* BEGIN RECORDS FOR THE EXERCISE *
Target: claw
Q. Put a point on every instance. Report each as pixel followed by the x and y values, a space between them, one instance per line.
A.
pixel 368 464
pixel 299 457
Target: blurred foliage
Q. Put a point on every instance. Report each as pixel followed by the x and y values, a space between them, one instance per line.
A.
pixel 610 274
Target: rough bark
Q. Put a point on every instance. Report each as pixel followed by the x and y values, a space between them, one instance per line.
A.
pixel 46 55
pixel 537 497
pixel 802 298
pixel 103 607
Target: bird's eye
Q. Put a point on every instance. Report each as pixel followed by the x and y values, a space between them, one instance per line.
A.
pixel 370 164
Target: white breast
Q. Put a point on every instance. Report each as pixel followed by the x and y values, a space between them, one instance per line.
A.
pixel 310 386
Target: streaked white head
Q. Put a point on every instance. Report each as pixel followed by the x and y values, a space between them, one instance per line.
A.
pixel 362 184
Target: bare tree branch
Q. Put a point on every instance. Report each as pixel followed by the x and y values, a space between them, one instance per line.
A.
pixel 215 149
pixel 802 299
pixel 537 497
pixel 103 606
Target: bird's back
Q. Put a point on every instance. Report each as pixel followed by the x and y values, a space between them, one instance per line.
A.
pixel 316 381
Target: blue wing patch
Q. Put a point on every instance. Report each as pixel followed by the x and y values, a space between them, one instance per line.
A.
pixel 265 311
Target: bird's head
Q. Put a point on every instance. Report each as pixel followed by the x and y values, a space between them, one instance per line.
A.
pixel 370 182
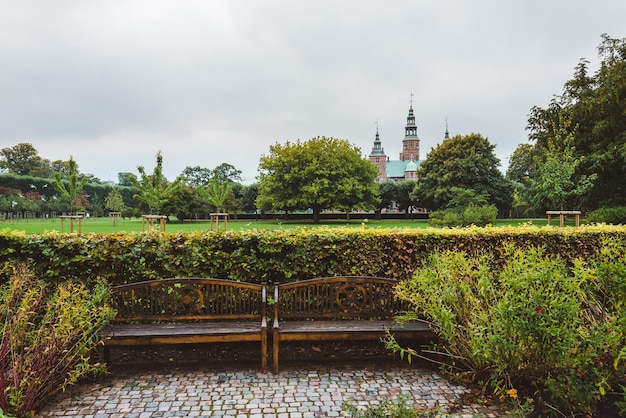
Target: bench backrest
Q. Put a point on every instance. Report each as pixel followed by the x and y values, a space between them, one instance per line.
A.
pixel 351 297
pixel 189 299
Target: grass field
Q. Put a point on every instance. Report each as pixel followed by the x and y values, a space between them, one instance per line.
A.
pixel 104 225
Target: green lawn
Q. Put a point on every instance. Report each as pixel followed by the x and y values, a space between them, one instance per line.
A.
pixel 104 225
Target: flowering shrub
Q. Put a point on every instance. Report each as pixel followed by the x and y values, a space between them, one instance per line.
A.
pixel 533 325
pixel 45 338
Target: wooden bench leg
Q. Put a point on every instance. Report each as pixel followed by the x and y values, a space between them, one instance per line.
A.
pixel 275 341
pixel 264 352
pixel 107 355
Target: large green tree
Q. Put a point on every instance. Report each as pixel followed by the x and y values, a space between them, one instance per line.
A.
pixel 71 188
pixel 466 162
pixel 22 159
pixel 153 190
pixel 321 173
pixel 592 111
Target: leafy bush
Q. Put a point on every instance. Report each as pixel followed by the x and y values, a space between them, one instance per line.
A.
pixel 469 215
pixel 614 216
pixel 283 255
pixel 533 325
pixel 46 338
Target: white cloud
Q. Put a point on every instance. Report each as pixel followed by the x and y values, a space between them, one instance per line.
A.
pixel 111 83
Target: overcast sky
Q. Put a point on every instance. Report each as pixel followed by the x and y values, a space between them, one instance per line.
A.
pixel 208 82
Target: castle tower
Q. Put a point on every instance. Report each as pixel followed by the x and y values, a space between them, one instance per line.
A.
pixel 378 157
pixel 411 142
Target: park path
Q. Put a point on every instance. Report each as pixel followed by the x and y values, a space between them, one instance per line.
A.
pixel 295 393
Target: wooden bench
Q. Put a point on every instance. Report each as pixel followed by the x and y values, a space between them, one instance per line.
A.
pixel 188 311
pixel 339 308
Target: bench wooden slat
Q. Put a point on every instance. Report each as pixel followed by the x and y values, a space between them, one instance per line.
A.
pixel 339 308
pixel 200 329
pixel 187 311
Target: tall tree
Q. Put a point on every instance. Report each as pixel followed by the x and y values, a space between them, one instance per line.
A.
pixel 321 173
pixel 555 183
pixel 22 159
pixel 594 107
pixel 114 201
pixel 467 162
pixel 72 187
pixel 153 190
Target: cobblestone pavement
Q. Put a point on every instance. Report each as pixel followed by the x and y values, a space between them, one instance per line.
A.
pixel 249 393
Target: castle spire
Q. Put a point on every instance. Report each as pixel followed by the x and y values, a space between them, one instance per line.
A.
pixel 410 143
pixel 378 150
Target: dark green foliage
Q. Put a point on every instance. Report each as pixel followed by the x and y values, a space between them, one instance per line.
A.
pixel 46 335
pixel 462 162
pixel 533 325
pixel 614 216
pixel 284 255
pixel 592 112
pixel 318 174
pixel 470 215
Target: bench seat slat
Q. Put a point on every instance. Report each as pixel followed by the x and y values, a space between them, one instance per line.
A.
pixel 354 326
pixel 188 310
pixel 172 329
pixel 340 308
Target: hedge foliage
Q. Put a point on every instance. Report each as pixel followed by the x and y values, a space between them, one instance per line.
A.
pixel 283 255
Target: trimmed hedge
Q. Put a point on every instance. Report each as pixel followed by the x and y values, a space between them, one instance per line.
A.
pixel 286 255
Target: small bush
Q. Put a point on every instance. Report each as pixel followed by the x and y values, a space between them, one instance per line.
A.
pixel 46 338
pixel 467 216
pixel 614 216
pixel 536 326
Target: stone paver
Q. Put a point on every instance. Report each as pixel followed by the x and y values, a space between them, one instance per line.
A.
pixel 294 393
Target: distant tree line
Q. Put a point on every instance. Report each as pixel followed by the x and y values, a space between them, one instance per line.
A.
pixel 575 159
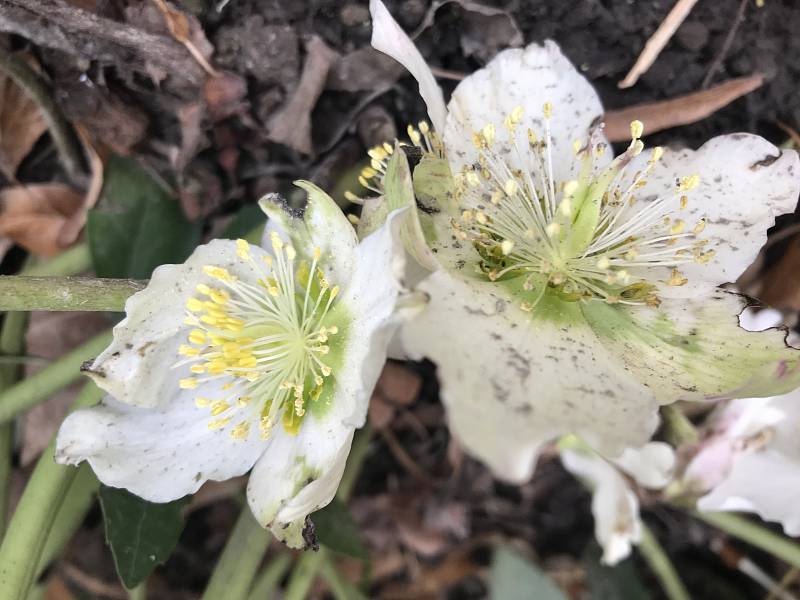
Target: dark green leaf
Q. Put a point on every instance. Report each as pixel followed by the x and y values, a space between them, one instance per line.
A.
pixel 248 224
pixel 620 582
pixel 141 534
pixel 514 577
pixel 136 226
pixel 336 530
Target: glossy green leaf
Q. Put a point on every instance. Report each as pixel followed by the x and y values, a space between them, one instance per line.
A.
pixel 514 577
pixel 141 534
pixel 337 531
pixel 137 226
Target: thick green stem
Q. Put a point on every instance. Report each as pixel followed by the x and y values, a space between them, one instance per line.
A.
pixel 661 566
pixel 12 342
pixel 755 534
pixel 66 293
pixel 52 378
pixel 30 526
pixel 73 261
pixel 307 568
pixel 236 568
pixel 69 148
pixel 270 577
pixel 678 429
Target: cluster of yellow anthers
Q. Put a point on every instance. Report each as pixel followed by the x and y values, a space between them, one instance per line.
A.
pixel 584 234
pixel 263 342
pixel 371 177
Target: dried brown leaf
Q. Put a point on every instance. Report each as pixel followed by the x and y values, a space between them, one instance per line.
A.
* END RECORDS FOR THE EXERCISE *
* BEGIN RECORDS FOR THE EXERCISE *
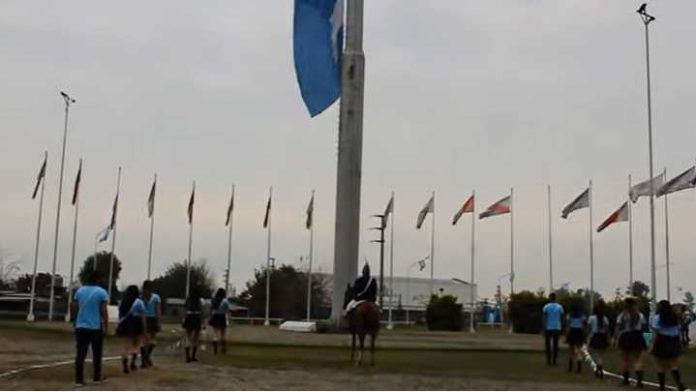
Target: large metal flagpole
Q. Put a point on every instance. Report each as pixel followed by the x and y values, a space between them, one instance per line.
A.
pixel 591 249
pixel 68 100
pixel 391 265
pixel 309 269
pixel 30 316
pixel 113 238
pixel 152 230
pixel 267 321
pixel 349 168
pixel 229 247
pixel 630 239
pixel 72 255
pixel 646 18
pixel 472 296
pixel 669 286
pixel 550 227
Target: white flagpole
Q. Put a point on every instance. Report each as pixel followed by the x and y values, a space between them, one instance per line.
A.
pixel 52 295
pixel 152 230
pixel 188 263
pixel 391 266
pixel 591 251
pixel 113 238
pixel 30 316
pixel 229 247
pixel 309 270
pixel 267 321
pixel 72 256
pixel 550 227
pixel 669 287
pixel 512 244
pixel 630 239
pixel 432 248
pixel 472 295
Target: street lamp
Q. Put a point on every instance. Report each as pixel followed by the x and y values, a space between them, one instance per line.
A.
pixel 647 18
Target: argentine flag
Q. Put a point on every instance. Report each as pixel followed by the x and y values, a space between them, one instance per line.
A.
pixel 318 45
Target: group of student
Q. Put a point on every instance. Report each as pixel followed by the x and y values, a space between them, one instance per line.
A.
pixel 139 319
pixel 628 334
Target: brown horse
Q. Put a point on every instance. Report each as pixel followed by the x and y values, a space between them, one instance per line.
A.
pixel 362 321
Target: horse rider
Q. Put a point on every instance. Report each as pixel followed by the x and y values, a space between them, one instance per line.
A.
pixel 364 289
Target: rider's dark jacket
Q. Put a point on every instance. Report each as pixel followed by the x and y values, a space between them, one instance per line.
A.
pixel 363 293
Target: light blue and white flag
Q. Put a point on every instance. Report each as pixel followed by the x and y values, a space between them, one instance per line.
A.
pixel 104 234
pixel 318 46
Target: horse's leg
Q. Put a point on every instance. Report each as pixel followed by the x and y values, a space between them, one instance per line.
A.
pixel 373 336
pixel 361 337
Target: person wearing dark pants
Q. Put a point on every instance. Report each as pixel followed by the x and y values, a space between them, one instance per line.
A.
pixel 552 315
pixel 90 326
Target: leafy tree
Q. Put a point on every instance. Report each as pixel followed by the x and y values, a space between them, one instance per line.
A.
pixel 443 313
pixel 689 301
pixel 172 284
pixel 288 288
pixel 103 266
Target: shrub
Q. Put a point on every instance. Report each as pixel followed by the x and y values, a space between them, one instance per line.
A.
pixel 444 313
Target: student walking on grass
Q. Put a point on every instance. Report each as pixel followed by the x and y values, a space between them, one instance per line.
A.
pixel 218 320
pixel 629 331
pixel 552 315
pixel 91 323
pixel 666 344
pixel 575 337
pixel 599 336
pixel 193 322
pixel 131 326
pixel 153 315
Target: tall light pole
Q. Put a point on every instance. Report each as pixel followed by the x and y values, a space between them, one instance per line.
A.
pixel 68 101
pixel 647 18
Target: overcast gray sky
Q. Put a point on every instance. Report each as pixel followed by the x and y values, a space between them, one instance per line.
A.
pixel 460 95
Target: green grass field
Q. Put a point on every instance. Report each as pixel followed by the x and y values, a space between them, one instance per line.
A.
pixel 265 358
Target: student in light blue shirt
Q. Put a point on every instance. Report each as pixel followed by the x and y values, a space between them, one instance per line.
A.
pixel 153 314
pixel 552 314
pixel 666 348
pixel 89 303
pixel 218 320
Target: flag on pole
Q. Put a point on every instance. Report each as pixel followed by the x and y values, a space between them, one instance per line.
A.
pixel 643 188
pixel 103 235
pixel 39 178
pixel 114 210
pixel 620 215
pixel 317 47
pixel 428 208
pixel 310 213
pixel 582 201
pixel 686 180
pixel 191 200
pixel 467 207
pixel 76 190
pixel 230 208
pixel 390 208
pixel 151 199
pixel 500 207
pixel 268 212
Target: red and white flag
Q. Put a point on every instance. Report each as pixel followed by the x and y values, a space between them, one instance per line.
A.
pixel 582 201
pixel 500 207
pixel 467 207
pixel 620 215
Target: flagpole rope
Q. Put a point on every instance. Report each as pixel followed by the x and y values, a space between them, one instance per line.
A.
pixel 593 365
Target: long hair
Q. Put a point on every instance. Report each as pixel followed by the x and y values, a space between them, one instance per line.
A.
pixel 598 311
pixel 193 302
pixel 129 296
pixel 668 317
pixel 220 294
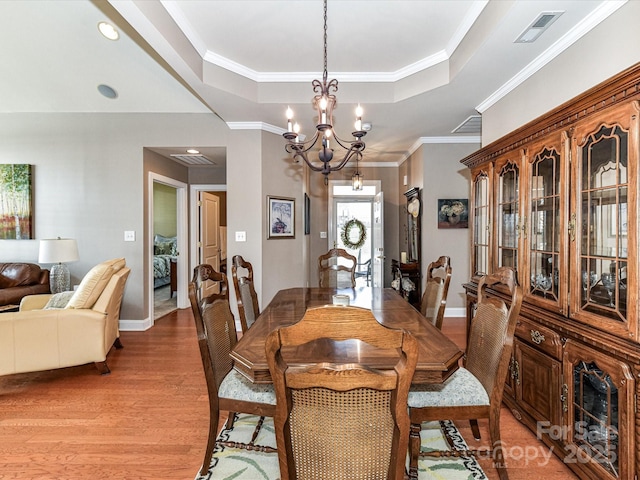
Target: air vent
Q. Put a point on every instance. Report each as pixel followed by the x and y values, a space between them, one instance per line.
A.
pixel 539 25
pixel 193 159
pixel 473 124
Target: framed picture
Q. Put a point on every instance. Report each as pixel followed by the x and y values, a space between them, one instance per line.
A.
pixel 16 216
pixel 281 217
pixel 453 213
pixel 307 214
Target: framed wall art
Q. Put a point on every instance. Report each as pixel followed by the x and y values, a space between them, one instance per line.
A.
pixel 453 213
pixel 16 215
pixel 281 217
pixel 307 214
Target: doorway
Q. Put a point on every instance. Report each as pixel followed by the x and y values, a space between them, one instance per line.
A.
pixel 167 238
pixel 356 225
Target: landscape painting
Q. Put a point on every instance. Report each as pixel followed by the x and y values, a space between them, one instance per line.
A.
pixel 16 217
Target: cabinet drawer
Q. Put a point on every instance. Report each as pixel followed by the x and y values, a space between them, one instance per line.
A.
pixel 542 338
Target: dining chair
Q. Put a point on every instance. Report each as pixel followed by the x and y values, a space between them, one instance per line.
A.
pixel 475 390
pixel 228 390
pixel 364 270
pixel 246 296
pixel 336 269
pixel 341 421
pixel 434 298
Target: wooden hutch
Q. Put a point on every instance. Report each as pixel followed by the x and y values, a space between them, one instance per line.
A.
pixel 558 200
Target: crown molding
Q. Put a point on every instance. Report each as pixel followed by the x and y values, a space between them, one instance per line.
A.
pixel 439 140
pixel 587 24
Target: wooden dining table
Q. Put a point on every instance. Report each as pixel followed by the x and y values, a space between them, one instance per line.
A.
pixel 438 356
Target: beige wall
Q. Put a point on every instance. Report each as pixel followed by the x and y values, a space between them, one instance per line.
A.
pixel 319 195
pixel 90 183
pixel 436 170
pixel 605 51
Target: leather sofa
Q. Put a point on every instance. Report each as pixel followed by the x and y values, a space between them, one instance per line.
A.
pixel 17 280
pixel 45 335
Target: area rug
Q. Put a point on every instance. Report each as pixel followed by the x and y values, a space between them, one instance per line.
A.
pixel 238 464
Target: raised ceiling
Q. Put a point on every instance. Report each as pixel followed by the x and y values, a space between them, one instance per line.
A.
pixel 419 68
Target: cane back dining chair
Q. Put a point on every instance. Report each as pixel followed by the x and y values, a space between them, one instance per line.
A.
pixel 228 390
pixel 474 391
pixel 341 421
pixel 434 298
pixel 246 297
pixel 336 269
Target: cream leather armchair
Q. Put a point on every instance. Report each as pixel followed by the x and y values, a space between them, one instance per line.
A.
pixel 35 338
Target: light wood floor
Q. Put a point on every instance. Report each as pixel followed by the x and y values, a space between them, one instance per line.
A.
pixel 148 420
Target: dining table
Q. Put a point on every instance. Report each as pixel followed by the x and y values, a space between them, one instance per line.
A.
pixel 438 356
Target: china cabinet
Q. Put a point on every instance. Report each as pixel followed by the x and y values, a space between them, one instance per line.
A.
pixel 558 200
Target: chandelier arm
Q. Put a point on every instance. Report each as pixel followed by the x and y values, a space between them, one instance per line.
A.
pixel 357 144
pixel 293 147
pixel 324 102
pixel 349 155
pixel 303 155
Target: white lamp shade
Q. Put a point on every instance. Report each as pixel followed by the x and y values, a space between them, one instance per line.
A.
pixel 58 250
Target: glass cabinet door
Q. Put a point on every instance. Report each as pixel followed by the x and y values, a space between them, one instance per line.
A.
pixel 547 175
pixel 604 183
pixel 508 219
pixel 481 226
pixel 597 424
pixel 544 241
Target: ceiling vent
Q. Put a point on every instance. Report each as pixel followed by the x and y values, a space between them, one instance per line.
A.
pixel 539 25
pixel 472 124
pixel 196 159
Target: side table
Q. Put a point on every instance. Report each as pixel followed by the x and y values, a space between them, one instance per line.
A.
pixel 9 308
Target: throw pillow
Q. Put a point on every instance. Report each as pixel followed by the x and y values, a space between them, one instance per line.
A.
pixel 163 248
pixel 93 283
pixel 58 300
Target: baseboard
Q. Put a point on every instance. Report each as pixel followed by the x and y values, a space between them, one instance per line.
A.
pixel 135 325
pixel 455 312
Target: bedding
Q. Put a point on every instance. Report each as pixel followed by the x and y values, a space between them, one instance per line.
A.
* END RECORDS FOR THE EXERCISE *
§ REQUIRED TASK
Turn the part of the listing above that opens with the line containing "Target: claw" and closes with the line containing "pixel 610 274", both ends included, into a Markdown table. Use the columns Row and Line, numbering each line and leaving out any blank lines.

§ OUTPUT BELOW
| Row | Line |
|---|---|
| 1 | Target: claw |
| 2 | Q. Put a point on every instance. Report each as pixel followed by the x and y values, a space between them, one instance per line. |
| 3 | A. |
| 4 | pixel 368 464 |
| 5 | pixel 299 457 |
| 6 | Target: blurred foliage |
| 7 | Q. Put a point on every instance. Report each as pixel followed by the x and y values, a space between them, one instance per line. |
| 8 | A. |
| 9 | pixel 610 274 |